> [Directions]
Give every line of the rows below as a JSON list of strings, one string per line, leaving out blank lines.

> [Coordinate labeling data]
»»

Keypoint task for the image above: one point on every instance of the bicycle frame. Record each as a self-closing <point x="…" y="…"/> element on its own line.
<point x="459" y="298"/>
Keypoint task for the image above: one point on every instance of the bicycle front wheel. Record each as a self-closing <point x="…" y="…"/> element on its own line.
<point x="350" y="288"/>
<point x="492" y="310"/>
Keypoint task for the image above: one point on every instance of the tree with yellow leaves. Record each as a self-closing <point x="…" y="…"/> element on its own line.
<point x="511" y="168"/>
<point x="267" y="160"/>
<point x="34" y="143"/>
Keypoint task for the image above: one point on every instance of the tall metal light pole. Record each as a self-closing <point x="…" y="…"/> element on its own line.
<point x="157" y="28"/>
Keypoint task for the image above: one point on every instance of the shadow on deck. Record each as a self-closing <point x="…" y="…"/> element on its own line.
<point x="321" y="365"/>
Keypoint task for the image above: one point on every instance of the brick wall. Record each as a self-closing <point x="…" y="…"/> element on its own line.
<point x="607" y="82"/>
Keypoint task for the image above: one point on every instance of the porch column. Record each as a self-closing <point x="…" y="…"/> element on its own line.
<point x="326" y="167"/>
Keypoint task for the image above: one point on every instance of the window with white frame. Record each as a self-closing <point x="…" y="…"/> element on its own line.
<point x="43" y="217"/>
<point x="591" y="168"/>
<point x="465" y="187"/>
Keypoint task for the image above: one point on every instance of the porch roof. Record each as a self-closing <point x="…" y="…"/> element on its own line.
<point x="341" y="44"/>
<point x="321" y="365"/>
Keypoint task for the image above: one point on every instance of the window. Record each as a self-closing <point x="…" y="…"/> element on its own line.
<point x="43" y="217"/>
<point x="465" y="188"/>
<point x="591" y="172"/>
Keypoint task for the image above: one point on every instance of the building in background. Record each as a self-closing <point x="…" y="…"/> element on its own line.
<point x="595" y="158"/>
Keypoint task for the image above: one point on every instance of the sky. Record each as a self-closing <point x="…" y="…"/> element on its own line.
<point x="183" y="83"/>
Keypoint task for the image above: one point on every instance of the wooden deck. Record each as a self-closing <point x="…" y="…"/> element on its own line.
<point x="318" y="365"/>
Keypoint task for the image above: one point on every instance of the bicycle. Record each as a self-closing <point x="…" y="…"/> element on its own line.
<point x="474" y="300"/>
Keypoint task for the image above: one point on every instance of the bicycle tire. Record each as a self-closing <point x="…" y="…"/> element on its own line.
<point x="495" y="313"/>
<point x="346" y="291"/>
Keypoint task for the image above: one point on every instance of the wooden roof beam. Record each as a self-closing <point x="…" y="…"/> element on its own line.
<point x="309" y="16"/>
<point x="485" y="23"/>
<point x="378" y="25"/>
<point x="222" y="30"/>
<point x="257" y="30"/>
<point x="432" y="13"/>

««

> [Complete response]
[
  "Keypoint task for the image above: one point on every instance of the bicycle frame. Record each as a self-closing <point x=\"…\" y=\"…\"/> element on its own line.",
  "<point x=\"459\" y=\"298\"/>",
  "Keypoint task for the image above: one point on every instance of the bicycle front wheel. Record each as a self-closing <point x=\"…\" y=\"…\"/> element on its own line.",
  "<point x=\"350\" y=\"288\"/>",
  "<point x=\"492\" y=\"310\"/>",
  "Keypoint task for the image above: one point on every instance of the tree with yellow leaves. Record each as a self-closing <point x=\"…\" y=\"…\"/> element on its own line.",
  "<point x=\"511\" y=\"168\"/>",
  "<point x=\"267\" y=\"160\"/>",
  "<point x=\"34\" y=\"143\"/>",
  "Keypoint task for the image above: one point on every instance of the tall metal light pole. Record each as a self-closing <point x=\"…\" y=\"…\"/> element on its own line.",
  "<point x=\"157\" y=\"28\"/>",
  "Keypoint task for the image above: one point on every instance of the shadow on deck. Record each as a self-closing <point x=\"…\" y=\"…\"/> element on its own line.",
  "<point x=\"321\" y=\"365\"/>",
  "Keypoint task for the image above: one point on every instance of the brick wall. Record each as a self-closing <point x=\"…\" y=\"…\"/> element on its own line.",
  "<point x=\"607\" y=\"82\"/>",
  "Keypoint task for the image above: one point on every instance of the porch column. Record each as a self-closing <point x=\"…\" y=\"…\"/> element on its own line.",
  "<point x=\"326\" y=\"167\"/>",
  "Keypoint task for the image above: one point on every instance of the window with white frame. Record each as a self-closing <point x=\"…\" y=\"…\"/> element on its own line.",
  "<point x=\"43\" y=\"217\"/>",
  "<point x=\"591\" y=\"168\"/>",
  "<point x=\"465\" y=\"187\"/>",
  "Keypoint task for the image above: one point on every instance of the porch roof. Record each as a self-closing <point x=\"…\" y=\"…\"/> element on its own line.",
  "<point x=\"341\" y=\"44\"/>",
  "<point x=\"321\" y=\"365\"/>",
  "Keypoint task for the image above: one point on every instance of the window. Record each as a self-closing <point x=\"…\" y=\"…\"/> element on its own line.",
  "<point x=\"43\" y=\"217\"/>",
  "<point x=\"465\" y=\"188\"/>",
  "<point x=\"591\" y=\"172\"/>",
  "Keypoint task for the image above: one point on every instance of the building in background. Record each as a self-closing <point x=\"…\" y=\"…\"/> element on its own line.",
  "<point x=\"595\" y=\"158\"/>",
  "Keypoint task for the image above: one point on every instance of the sky. Record each as a self-closing <point x=\"…\" y=\"…\"/> element on its own line.",
  "<point x=\"183\" y=\"83\"/>",
  "Keypoint task for the image above: one point on every instance of the wooden deck. Record each as a self-closing <point x=\"…\" y=\"…\"/> element on its own line.",
  "<point x=\"318\" y=\"365\"/>",
  "Keypoint task for the image above: one point on every instance of the bicycle. Record each as a self-closing <point x=\"…\" y=\"…\"/> element on its own line.",
  "<point x=\"474\" y=\"300\"/>",
  "Keypoint task for the image above: one point on every instance of the bicycle tire. Record each as a self-closing <point x=\"…\" y=\"…\"/> element on its own line.",
  "<point x=\"495\" y=\"313\"/>",
  "<point x=\"346\" y=\"291\"/>",
  "Keypoint task for the image above: one point on every instance of the wooden roof beam. Record each as a self-closing <point x=\"…\" y=\"…\"/> element on its own line.",
  "<point x=\"309\" y=\"16\"/>",
  "<point x=\"485\" y=\"23\"/>",
  "<point x=\"378\" y=\"25\"/>",
  "<point x=\"222\" y=\"30\"/>",
  "<point x=\"257\" y=\"30\"/>",
  "<point x=\"432\" y=\"13\"/>"
]